**YOUR INSTRUCTIONS**
Render the stretch from the line containing "Tag the chairlift chair" through the end of the data as a Markdown table with columns No. and Entry, numbering each line and omitting blank lines.

[Coordinate annotation data]
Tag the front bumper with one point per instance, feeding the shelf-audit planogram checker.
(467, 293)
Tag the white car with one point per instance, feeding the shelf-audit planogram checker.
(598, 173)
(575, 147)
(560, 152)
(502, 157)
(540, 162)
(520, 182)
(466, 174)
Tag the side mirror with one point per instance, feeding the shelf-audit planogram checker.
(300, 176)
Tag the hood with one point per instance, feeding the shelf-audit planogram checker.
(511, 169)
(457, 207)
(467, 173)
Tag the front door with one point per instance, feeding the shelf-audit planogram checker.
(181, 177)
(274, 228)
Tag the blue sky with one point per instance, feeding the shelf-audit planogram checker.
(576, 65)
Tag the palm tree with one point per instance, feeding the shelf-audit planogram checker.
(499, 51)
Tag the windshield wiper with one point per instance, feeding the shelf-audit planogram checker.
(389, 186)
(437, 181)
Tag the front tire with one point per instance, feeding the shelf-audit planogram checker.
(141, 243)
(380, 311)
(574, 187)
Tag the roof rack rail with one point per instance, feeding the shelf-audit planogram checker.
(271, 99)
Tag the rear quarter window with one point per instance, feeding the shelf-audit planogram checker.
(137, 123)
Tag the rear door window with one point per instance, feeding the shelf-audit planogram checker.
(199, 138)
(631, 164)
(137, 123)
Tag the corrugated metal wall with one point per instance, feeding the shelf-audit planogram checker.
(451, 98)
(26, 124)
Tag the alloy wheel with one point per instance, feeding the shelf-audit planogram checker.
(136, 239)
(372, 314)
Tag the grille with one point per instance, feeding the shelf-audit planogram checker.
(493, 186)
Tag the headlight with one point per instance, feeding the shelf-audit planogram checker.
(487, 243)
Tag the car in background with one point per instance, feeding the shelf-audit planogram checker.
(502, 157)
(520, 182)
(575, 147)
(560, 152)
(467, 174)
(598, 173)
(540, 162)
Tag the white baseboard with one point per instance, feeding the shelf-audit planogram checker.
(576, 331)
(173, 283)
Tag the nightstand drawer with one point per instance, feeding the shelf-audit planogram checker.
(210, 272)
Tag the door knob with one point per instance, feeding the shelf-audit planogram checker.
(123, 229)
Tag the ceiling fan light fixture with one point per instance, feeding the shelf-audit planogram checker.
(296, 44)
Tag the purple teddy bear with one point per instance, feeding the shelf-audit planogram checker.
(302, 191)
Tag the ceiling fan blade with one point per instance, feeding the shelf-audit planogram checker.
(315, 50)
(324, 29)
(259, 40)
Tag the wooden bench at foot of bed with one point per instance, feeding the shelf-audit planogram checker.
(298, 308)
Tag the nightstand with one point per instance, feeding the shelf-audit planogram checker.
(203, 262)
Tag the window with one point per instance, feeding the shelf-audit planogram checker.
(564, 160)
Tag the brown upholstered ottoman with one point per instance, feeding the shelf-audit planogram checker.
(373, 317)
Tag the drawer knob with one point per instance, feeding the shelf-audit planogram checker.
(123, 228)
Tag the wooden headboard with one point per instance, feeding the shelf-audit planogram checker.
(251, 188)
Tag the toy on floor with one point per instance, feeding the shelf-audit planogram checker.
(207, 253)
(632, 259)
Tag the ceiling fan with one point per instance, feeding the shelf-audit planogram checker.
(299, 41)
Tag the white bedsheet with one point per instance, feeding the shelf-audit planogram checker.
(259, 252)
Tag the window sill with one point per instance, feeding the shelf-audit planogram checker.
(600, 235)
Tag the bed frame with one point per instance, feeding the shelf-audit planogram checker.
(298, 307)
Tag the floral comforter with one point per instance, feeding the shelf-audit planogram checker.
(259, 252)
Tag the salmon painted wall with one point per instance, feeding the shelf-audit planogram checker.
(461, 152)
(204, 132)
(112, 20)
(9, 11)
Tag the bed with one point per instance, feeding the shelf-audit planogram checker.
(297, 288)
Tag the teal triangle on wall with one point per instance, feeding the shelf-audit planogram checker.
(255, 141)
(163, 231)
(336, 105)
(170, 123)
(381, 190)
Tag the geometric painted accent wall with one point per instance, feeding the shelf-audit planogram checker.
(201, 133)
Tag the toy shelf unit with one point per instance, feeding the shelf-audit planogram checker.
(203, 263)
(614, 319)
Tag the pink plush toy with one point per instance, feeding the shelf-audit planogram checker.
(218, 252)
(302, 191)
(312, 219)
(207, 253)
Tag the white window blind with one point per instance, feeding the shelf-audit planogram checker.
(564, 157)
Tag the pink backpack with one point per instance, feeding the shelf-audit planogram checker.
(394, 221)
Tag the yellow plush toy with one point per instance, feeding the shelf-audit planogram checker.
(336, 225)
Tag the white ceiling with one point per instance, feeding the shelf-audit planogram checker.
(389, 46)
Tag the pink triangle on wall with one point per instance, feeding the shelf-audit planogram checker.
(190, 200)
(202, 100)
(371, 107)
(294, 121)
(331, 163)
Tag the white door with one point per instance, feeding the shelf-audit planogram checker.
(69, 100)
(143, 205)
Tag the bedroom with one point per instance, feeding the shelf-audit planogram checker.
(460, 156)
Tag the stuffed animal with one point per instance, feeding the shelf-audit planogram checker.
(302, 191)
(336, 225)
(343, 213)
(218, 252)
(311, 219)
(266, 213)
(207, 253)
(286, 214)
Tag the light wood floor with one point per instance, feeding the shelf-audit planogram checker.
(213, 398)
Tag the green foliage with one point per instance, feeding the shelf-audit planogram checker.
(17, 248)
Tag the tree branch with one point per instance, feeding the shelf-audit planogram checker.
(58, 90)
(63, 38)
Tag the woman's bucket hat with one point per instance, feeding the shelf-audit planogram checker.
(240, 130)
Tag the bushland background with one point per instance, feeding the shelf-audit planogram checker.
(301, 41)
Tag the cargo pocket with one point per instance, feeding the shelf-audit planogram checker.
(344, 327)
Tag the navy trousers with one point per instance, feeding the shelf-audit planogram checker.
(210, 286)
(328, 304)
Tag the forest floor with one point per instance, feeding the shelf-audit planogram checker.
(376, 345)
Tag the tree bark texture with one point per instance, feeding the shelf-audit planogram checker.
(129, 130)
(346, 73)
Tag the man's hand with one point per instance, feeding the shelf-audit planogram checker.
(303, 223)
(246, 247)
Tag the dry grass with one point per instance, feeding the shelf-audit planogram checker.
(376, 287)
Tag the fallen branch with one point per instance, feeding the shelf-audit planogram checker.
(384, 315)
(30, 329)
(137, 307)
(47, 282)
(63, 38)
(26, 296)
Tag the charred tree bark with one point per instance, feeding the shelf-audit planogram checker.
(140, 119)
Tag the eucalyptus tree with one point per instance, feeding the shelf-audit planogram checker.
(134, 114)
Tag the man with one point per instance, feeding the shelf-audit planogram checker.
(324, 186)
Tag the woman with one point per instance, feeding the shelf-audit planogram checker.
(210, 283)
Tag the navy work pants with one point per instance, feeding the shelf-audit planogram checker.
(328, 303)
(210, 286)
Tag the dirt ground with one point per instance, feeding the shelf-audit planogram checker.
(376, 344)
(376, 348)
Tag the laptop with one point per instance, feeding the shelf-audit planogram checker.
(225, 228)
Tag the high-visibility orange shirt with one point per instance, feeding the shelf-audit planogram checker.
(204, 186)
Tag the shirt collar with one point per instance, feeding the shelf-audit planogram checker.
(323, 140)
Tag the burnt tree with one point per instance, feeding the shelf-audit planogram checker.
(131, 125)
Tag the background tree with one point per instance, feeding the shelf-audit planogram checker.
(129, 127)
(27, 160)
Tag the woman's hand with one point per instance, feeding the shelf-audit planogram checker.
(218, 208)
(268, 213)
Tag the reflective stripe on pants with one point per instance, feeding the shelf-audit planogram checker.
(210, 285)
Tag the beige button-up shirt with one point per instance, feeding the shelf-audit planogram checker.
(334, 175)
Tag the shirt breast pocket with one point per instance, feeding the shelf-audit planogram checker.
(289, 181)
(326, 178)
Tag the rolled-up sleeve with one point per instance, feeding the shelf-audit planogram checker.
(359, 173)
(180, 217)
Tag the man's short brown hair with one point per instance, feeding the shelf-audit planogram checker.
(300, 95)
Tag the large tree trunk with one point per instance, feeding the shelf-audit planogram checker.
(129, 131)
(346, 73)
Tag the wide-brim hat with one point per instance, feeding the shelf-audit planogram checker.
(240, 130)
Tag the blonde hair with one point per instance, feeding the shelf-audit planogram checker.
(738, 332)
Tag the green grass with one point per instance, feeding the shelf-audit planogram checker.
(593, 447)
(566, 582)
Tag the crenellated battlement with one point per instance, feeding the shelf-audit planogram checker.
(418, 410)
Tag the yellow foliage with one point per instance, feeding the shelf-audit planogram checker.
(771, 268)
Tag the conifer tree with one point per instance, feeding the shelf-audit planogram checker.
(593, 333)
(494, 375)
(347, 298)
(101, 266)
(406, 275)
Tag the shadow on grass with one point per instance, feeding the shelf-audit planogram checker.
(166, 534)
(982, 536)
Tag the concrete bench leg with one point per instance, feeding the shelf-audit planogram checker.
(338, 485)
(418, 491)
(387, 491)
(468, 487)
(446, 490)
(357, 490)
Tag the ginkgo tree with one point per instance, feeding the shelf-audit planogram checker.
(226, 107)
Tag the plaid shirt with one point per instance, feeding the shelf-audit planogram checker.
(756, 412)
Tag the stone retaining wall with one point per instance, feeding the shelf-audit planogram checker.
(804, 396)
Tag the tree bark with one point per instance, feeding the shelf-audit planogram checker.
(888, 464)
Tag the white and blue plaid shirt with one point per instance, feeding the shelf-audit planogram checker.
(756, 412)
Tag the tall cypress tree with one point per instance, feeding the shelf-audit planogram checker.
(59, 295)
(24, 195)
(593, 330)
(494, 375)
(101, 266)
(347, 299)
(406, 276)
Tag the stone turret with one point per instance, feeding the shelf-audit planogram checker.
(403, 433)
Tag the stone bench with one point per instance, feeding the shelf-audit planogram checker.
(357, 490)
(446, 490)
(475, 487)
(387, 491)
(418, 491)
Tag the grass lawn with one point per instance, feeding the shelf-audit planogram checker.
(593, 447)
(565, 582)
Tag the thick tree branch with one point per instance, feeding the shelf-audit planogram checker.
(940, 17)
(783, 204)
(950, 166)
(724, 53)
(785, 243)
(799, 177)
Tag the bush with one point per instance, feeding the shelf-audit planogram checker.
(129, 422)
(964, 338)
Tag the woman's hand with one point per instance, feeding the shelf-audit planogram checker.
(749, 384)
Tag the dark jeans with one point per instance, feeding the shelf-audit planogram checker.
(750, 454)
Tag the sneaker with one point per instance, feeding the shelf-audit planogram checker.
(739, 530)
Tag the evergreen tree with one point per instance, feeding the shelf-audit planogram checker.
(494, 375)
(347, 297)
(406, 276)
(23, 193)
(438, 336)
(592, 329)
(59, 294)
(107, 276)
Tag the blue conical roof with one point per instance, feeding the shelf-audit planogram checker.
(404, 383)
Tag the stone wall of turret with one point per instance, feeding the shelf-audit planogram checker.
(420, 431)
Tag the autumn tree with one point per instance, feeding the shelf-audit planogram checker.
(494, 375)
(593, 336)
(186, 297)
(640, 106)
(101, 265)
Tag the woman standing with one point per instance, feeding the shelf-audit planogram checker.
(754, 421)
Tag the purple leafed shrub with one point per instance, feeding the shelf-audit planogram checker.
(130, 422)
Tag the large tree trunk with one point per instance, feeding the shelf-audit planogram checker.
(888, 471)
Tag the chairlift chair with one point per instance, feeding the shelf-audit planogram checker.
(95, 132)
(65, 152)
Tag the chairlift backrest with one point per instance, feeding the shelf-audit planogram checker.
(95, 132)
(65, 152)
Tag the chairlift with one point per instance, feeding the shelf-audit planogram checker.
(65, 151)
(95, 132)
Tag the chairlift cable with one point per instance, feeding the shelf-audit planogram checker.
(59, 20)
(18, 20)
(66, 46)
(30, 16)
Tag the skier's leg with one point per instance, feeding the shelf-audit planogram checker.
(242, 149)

**RESULT FOR THIS TASK**
| No. | Entry |
|---|---|
| 1 | Tag the chairlift chair with one point per instance, feeding the shelf-audit planogram checker. |
| 2 | (95, 132) |
| 3 | (65, 152) |
| 4 | Tag the chairlift backrest with one point per instance, feeding the shelf-audit planogram checker. |
| 5 | (95, 132) |
| 6 | (65, 152) |
| 7 | Tag the chairlift with one point per instance, feeding the shelf-audit planogram checker. |
| 8 | (65, 151) |
| 9 | (95, 132) |
| 10 | Tag the chairlift cable with one point per instance, feeding the shelf-audit planogram checker. |
| 11 | (59, 20) |
| 12 | (18, 20) |
| 13 | (66, 46) |
| 14 | (30, 16) |
| 15 | Tag the skier's leg with one point per instance, feeding the shelf-audit planogram checker. |
| 16 | (242, 149) |